### WHAT THE EXERCISE ASKS:
Copy the listing below line for line, keeping every character as it appears.

◆ ◆ ◆ ◆

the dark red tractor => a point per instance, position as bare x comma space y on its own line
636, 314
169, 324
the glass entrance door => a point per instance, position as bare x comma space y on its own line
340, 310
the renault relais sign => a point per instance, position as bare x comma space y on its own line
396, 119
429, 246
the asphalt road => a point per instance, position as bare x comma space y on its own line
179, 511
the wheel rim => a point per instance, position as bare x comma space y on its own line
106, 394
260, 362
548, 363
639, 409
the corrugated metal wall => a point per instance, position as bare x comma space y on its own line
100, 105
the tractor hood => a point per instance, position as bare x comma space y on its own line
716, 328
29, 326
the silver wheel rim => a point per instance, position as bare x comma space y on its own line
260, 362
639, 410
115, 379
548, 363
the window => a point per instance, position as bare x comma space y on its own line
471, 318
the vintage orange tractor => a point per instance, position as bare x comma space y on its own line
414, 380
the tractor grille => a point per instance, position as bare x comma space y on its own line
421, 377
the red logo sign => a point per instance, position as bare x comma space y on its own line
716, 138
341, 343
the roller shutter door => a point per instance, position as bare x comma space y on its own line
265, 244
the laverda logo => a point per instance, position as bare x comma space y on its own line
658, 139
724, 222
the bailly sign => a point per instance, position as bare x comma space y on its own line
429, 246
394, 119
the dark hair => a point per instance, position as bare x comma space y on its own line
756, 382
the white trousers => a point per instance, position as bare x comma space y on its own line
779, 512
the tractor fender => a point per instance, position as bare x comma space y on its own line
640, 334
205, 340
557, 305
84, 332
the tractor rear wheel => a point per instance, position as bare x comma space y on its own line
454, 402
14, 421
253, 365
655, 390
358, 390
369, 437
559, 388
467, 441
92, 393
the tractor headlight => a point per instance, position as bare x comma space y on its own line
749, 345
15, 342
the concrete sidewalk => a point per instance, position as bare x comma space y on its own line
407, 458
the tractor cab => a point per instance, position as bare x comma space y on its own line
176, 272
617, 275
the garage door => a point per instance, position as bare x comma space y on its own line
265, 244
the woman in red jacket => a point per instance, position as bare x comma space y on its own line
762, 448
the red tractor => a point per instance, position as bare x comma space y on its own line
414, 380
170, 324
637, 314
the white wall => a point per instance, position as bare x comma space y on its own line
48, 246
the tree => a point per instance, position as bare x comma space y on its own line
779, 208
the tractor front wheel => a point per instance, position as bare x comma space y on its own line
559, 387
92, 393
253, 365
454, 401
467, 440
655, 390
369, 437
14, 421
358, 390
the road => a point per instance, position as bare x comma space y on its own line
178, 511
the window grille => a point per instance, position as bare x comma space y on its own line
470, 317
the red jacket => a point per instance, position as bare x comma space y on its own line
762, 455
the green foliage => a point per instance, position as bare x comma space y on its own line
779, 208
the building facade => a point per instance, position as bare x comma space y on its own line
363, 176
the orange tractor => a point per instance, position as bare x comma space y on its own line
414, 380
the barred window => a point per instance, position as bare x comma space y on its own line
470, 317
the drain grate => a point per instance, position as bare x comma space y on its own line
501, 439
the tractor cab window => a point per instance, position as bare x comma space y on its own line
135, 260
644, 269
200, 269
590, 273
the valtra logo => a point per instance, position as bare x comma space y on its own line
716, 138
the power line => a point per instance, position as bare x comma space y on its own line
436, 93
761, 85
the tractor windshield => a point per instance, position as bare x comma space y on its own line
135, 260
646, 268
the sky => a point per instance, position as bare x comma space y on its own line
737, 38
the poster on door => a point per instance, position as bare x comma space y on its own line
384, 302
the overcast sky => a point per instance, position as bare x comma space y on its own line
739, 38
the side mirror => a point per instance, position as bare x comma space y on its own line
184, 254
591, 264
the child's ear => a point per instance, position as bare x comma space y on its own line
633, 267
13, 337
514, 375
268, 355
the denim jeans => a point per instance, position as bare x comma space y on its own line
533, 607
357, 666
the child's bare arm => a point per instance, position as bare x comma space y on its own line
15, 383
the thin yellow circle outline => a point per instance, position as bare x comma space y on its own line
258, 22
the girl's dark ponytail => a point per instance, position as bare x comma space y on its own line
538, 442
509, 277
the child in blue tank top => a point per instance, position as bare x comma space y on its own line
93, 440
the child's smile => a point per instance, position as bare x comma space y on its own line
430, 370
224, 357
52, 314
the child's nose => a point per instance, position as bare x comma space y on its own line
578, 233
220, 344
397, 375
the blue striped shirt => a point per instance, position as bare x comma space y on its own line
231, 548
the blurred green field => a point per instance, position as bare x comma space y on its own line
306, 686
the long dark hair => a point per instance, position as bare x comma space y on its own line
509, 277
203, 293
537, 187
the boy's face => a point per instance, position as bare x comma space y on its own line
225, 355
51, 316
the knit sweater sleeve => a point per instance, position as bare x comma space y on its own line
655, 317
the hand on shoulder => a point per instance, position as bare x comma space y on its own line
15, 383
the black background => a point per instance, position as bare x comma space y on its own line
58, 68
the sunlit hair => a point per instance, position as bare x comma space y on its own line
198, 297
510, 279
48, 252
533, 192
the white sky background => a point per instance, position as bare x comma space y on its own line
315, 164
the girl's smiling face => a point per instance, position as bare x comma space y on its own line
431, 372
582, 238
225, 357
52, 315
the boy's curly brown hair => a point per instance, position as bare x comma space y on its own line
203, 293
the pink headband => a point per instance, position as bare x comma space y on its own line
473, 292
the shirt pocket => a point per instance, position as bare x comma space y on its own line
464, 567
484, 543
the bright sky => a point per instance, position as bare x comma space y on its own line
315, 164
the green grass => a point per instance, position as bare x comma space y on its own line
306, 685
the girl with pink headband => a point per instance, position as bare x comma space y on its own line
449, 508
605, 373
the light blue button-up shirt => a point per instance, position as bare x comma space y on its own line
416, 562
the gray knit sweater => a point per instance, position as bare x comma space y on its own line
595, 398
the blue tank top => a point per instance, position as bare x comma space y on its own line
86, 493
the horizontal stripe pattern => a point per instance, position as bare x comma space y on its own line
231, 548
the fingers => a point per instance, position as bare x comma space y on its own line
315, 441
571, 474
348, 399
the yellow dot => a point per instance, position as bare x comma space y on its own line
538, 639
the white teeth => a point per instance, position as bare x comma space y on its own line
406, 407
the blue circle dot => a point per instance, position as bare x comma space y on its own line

◆ ◆ ◆ ◆

### REPLY:
the dark red tractor => a point per instance, position as bare x comma space y on its own line
636, 314
169, 324
the glass entrance door => a point per instance, position as bare x comma space y on its own line
340, 310
the renault relais sign => a point per instance, position as bare x comma space y on its own line
396, 119
429, 246
the asphalt road => a point per instance, position as bare x comma space y on its own line
179, 511
the wheel rim => a point per instance, position as bare x comma space y on its own line
106, 394
260, 362
548, 363
639, 409
the corrugated metal wall => a point per instance, position as bare x comma space y on its own line
100, 105
the tractor hood => a point per instance, position as bare x comma space y on its own line
716, 328
29, 326
the silver wheel rim => a point per instance, position as bare x comma space y on its own line
260, 362
639, 410
115, 379
548, 363
the window => a point per instance, position as bare x comma space y on its own line
471, 318
the vintage orange tractor => a point per instance, position as bare x comma space y on its own line
414, 380
the tractor grille => a point per instance, position as bare x comma space y on its own line
421, 377
the red logo sign => a point per instance, position as bare x comma space y on its own line
716, 138
341, 343
the roller shutter door => a point per instance, position as bare x comma space y on its own line
265, 244
the laverda logo => a point per instance, position as bare x comma space y on its own line
658, 139
724, 222
the bailly sign => a point per instance, position as bare x comma space y on its own line
429, 246
394, 119
the dark hair => a point per instance, position as bare x comma space y on its own line
756, 382
the white trousers => a point per instance, position as bare x comma space y on its own line
779, 512
the tractor fender => a point per instance, position as bare x comma space y on its own line
640, 334
205, 340
557, 305
84, 332
the tractor rear wheel => a point per instance, position as bare x comma space y on its own line
454, 402
14, 421
253, 365
655, 390
358, 390
369, 437
559, 388
467, 441
92, 393
the tractor headlight => a point per instance, position as bare x comma space y on its own line
749, 345
15, 342
the concrete sidewalk => a point per instance, position as bare x comma space y on its own line
407, 458
the tractor cab => a point per instance, position as bare x comma space y on its own line
176, 272
617, 275
the garage door => a point per instance, position as bare x comma space y on its own line
265, 244
the woman in red jacket => a point per instance, position as bare x comma space y on its own line
762, 448
the red tractor => a point per instance, position as bare x comma space y on its own line
414, 380
170, 324
637, 314
the white wall => a point per instance, position as bare x comma space y on its own line
48, 246
the tree => a point per instance, position as bare x comma space y on its own line
779, 208
the tractor front wheel => a point per instance, position as bare x comma space y on its own line
559, 387
92, 393
253, 365
454, 401
467, 440
655, 390
369, 437
14, 421
358, 390
the road => a point per instance, position as bare x comma space y on its own line
178, 511
the window grille => a point per instance, position as bare x comma space y on its own line
470, 317
the red jacket => a point per instance, position as bare x comma space y on its own line
762, 455
the green foliage => a point per instance, position as bare x comma space y on its own line
779, 208
the building facade => a point per instance, position as bare x comma space y on its own line
363, 176
the orange tractor => a point per instance, position as bare x comma space y on its own line
414, 380
the barred window => a point per instance, position as bare x comma space y on its own line
470, 317
the drain grate => a point per instance, position as bare x comma space y on its own line
501, 439
the tractor cab window => a point per instance, position as bare x comma space y on its own line
135, 260
644, 269
200, 269
590, 273
the valtra logo => a point per instance, position as bare x comma space y on its own line
716, 138
the power line => a point per instance, position as bare x comma space y on its own line
436, 93
761, 85
the tractor windshield => a point per instance, position as bare x comma space y on its own line
135, 260
646, 268
the sky => a point per instance, position as bare x comma space y on its own line
737, 38
the poster on door => a point per instance, position as bare x comma space y on its own line
384, 302
the overcast sky => a point per instance, position as bare x comma space y on its own line
739, 38
the side mirror => a point per instance, position as bare x comma space y on its own line
184, 254
591, 264
the child's ear => a point per instance, position as bare x comma space y on its own line
633, 267
13, 337
514, 375
268, 355
the denim jeans => a point per instance, position as bare x comma space y on its own line
533, 607
357, 666
the child's bare arm => a point per instance, position as bare x comma space y on its own line
15, 383
the thin yellow circle outline => a point per instance, position as bare x comma space y on its own line
258, 22
the girl's dark ponytail => a point per instance, position as bare x comma space y on its own line
538, 442
509, 277
the child in blue tank top => a point per instance, position as bare x comma space y on its own line
93, 440
the child's smile => a point per instance, position as bare x comma space y on its own line
430, 370
224, 357
52, 314
the child's nose => a point per instance, position as bare x comma space y on its own line
578, 233
220, 344
397, 375
the blue striped shirt => a point per instance, position as bare x comma space y on its own line
231, 548
the blurred green field => a point per instance, position as bare x comma space y on its own line
306, 686
the long dark hair => a point per instance, position as bare x comma space y on its own line
509, 277
203, 293
537, 187
the boy's face => a point per instance, position as bare x comma space y on its own line
225, 355
51, 316
the knit sweater sleeve => a point per instance, position as bare x comma space y on its own line
655, 317
the hand on shoulder => a point per instance, position as bare x comma space y on its own line
15, 383
the black background => a point per instance, position as bare x comma space y on its own line
58, 68
the sunlit hair => a point per instance, position as bare x comma space y on its own line
198, 297
510, 279
48, 252
533, 192
the white sky background => a point per instance, position as bare x comma space y on its own line
315, 164
the girl's smiling face => a point per instance, position as bare x comma space y on its own line
431, 372
582, 238
225, 357
52, 315
the boy's curly brown hair => a point per instance, position as bare x comma space y on its own line
203, 293
the pink headband => a point per instance, position as bare x comma space y on its own line
473, 292
the shirt pocket => a point per instance, position as bare x comma space y on its own line
464, 567
484, 543
the bright sky => a point per instance, position as bare x comma space y on its own line
315, 164
the green grass => a point per instance, position as bare x comma space y on its own line
306, 685
the girl with pink headband => a point per instance, position as bare x comma space y on its own line
449, 508
605, 373
the light blue button-up shirt => a point per instance, position as bare x comma space y on its own line
416, 562
the gray knit sweater => a point per instance, position as bare x comma space y on its own line
595, 398
the blue tank top => a point per instance, position as bare x comma space y on its own line
86, 493
the horizontal stripe pattern => a point per instance, position as bare x comma space y on its own line
231, 548
the fingers => a point per instance, position as bare x comma space y on its own line
315, 441
571, 474
348, 399
the yellow dot => a point per instance, position as bare x comma space y on its own line
538, 639
the white teeth => a point per instance, position as bare x comma space y on its own line
406, 407
the blue circle dot => a point per instance, position as bare x comma space y on its own line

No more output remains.